Goal: Set out the lines below as a numbered list, omitting any blank lines. Leave the pictures out of your answer.
### Listing
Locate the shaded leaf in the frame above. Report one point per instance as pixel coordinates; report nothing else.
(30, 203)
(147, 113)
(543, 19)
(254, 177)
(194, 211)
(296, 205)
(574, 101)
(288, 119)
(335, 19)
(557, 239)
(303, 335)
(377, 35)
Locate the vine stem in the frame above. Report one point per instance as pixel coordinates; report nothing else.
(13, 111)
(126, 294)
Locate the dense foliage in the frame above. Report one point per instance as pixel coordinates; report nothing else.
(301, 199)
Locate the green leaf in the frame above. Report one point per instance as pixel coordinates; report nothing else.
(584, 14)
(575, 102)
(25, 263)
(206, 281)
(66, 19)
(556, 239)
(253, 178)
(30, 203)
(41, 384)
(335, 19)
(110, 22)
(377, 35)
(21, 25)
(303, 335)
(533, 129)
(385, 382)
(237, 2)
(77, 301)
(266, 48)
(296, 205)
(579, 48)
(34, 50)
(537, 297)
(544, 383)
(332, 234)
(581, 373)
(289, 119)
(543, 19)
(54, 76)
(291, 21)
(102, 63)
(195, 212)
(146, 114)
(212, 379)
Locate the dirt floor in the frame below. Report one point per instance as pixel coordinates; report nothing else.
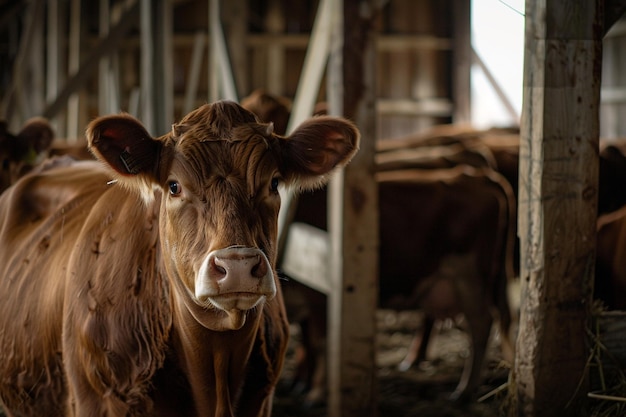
######
Exercise response:
1. Locate the shaded leaf in the frame above. Report one point per instance as pixel coordinates; report nothing else.
2. (30, 203)
3. (147, 113)
4. (543, 19)
5. (254, 177)
6. (194, 211)
7. (296, 205)
8. (574, 101)
9. (288, 119)
10. (335, 19)
11. (557, 239)
12. (303, 335)
13. (377, 35)
14. Locate the vine stem in the frame above. Report one point per instance as pixel coordinates; report nothing else.
15. (13, 111)
16. (126, 294)
17. Locate the dense foliage in the frame above. Report one point per instance as pixel coordinates; report nothing else.
18. (301, 199)
19. Locate the green leaf in the frame above. Report one point per instance as pixel coordinates; report nothing else.
20. (584, 14)
21. (575, 102)
22. (25, 263)
23. (206, 281)
24. (66, 19)
25. (556, 239)
26. (253, 178)
27. (30, 203)
28. (41, 384)
29. (335, 19)
30. (110, 22)
31. (377, 35)
32. (21, 25)
33. (303, 335)
34. (533, 129)
35. (385, 382)
36. (237, 2)
37. (77, 301)
38. (266, 48)
39. (296, 205)
40. (579, 48)
41. (34, 50)
42. (537, 297)
43. (544, 383)
44. (332, 234)
45. (581, 373)
46. (289, 119)
47. (543, 19)
48. (54, 76)
49. (291, 21)
50. (102, 63)
51. (195, 212)
52. (146, 114)
53. (212, 379)
54. Locate the dirt floor in the frame below. Report one point per instance as pixel coordinates; report nothing else.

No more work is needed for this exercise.